PASSAGE GIVEN:
# Betta Care on a Budget!



## prettylittlefishy (Aug 12, 2010)

Looking at the recent thread "How old are our betta fish lovers?" I noticed that many of our members are younger than 15! At this age, earning and saving money to take care of a betta can be a problem! In this thread I'll teach you how to have proper husbandry for a betta for as little money as possble!

Part .5 - The Introduction
First off, I must stress that you can't simply walk to the petstore and get a betta fish with no money. Yes, the fish itsself is under $10 (usually), but even in this budget thread, a couple bucks are going to be needed! Another thing, if your having a hard time funding to take care of one betta, DON'T BUY ANOTHER. I can't tell you (as a reptile rescuer) how many times I've had people who can't afford to feed their now-15 foot python because they thought it was "cool" to have a snake that size when they we're 25.

RECORDS SHOWN:
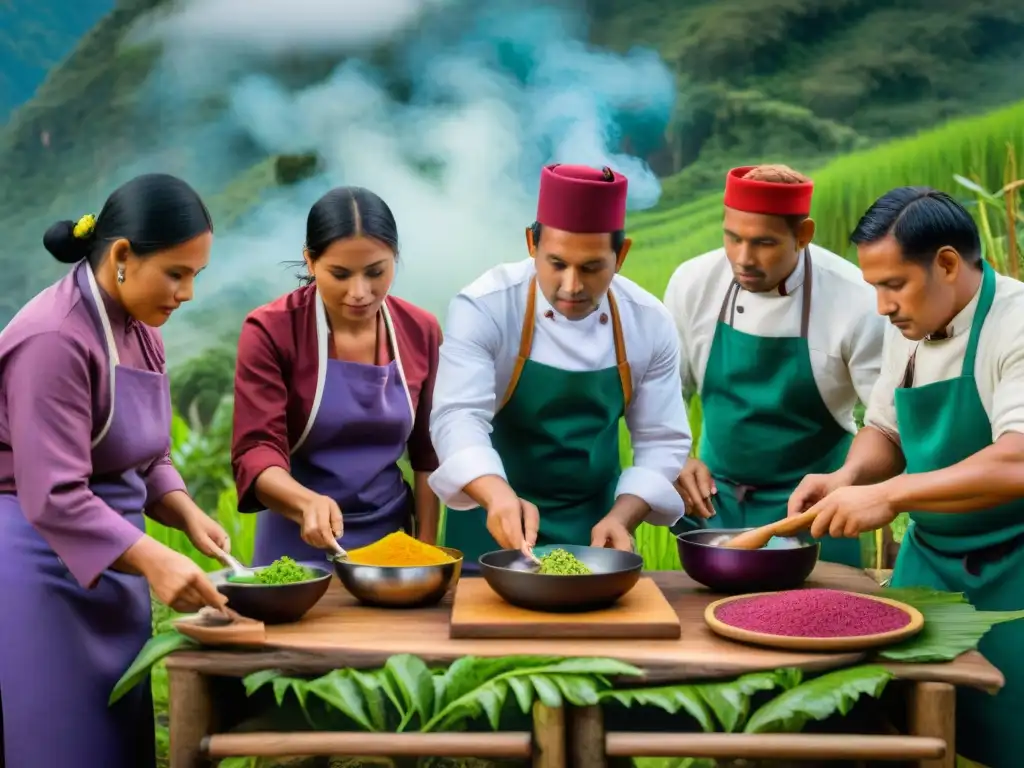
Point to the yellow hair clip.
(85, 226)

* * *

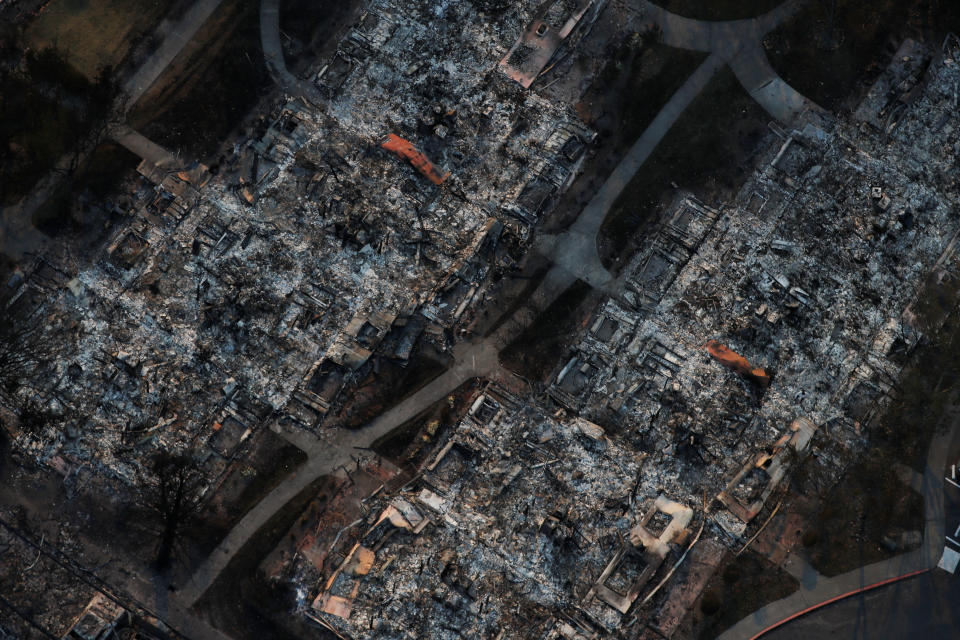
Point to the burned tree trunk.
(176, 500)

WRITTEN TASKS:
• a. Please reproduce the betta care post between "Looking at the" and "money as possble!", inclusive.
• b. Carry the betta care post forward from its last sentence.
The listing has no connection to the betta care post.

RESPONSE LIST:
• a.
Looking at the recent thread "How old are our betta fish lovers?" I noticed that many of our members are younger than 15! At this age, earning and saving money to take care of a betta can be a problem! In this thread I'll teach you how to have proper husbandry for a betta for as little money as possble!

• b.
Part 1 - The Tank
Even though I could (probably) afford to have each of my bettas in an extravagant 10 gallon ultra-fancy tank with beautiful Malaysian Driftwood, I don't. I don't find the need nor have the time to take care and set up 12 10 gallon tanks. Check websites like Craigslist and go out yard-saling on the weekends. I, myself have found 100 gallon tanks for under $20! If you are unsuccessful at this, check your local pet store. Franchises like PetsMart and PetCo have "discount" cards so-to-speak that often offer discounts, but don't function as a credit card!! My PetPerks card can save me up to $20 when I spend up to $100 at PetsMart. Try going for a "Critter Keeper" or "Critter Tote." Lee's Aquarium Products also makes these acrylic tanks. However, even these can be a bit pricey. For the cheapest alternative, go to large grocery stores like Wal-Mart, Meijer, Target, etc. (my favourite is Kmart - its very cheap!!). Look for Tupperware containers, glass jars, things like that, often found in the "House Storage" or "Kitchen" sections. Because most of the latter (Tupperware) comes in Liters or Quarts, here's a conversion website - http://www.gallonstoliters.com/.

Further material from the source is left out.